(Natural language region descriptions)

%%

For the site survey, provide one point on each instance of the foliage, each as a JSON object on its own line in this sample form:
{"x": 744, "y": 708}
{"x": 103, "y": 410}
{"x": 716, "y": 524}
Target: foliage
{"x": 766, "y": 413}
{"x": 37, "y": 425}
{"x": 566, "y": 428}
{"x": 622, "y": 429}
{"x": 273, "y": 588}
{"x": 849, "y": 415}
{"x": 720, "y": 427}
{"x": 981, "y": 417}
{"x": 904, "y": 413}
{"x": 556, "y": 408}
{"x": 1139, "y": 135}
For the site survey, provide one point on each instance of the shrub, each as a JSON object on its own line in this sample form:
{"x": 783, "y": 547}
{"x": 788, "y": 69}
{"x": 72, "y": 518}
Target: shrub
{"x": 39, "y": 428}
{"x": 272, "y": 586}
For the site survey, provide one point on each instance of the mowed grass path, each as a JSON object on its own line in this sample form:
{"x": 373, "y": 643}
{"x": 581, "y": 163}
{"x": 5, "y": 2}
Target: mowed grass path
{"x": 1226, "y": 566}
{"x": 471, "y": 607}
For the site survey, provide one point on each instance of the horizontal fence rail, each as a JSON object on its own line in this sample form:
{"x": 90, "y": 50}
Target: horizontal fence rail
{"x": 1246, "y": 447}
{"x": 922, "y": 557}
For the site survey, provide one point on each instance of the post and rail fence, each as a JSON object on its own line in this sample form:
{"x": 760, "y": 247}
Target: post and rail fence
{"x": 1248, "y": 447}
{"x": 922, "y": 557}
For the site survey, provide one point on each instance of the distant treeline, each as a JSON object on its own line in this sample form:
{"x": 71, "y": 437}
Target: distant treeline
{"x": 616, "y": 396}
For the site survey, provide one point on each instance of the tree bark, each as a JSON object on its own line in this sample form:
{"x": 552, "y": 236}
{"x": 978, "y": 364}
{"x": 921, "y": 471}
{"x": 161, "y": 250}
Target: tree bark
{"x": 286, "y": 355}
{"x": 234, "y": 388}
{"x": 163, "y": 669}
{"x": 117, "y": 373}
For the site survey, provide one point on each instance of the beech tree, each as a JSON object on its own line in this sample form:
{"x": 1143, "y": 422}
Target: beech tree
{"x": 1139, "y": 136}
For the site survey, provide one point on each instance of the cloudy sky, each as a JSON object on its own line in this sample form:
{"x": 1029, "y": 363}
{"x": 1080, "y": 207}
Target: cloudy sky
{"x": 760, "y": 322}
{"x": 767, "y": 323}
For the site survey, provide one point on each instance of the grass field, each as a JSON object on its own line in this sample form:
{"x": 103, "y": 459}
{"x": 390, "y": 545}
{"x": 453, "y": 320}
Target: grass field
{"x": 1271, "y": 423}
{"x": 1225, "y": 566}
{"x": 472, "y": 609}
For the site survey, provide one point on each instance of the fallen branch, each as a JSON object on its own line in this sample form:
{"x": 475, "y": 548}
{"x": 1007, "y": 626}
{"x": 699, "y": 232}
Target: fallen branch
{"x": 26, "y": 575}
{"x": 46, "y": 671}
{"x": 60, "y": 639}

%%

[Aim of the task]
Once the line with "Target: tree bark" has been found in the records above, retype it and every line after it exactly, and include nothing else.

[Reply]
Target: tree bark
{"x": 286, "y": 355}
{"x": 234, "y": 388}
{"x": 163, "y": 669}
{"x": 117, "y": 373}
For the site survey, provide one point on each instance of the beech tree, each as a JSON object on its own line in this sample form:
{"x": 1143, "y": 422}
Target: beech tree
{"x": 1139, "y": 136}
For the site survey, provide one point on each instance of the cloudy sky, each as a JSON object on its own line in this sample form:
{"x": 1029, "y": 363}
{"x": 1080, "y": 207}
Target: cloudy sky
{"x": 760, "y": 322}
{"x": 767, "y": 323}
For the site survey, provide one point on each instance of the grass field, each as a JSON object on its own line in this sample form:
{"x": 103, "y": 459}
{"x": 390, "y": 545}
{"x": 453, "y": 320}
Target: grass field
{"x": 1271, "y": 423}
{"x": 1225, "y": 566}
{"x": 472, "y": 609}
For the site survey, provide one point on each instance of the fallen branch, each as a JSON object on its own line in this sample form:
{"x": 475, "y": 548}
{"x": 1007, "y": 626}
{"x": 699, "y": 232}
Target: fallen branch
{"x": 26, "y": 575}
{"x": 46, "y": 671}
{"x": 60, "y": 639}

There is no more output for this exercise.